**EXERCISE GOAL**
Every line of the entries below that mentions "query" is to be copied out.

[Saved data entries]
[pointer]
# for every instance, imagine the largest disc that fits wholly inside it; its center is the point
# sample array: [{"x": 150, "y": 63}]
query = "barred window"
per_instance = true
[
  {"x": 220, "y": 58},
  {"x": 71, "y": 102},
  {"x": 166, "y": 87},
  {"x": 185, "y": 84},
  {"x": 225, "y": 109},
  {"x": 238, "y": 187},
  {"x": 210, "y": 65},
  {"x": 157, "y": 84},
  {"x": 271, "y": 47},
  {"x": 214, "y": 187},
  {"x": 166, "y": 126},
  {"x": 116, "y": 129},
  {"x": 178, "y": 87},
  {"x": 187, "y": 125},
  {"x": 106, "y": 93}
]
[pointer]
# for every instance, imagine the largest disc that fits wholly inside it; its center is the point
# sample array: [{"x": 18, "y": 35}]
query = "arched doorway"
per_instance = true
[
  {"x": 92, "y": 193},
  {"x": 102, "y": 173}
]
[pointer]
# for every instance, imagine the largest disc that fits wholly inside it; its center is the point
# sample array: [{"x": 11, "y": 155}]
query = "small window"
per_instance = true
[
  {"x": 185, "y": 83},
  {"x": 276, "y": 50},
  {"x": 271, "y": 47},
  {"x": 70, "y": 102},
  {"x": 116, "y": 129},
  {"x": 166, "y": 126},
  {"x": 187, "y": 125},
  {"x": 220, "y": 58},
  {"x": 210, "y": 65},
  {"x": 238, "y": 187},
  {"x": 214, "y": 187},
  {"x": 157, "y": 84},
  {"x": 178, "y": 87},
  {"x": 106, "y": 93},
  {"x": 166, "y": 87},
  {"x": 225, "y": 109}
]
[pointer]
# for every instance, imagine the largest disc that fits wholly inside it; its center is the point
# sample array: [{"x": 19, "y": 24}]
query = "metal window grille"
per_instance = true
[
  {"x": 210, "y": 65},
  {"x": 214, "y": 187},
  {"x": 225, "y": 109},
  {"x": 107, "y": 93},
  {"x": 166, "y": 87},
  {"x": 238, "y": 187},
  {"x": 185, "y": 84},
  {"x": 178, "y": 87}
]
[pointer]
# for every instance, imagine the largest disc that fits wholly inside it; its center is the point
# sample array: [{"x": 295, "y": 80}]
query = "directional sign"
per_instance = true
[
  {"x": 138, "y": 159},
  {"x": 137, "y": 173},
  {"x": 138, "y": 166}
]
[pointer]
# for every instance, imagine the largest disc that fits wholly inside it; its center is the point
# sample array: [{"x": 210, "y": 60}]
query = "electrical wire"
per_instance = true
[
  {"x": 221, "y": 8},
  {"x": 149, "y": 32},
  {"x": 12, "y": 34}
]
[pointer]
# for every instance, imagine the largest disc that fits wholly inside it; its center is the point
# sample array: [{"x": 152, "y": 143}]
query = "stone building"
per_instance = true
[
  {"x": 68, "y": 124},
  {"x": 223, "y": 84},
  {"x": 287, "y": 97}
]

**ANSWER TO THIS PROBLEM**
query = "barred window"
query = "arched doorway"
query = "small window"
query = "metal window grille"
query = "directional sign"
query = "electrical wire"
query = "stone building"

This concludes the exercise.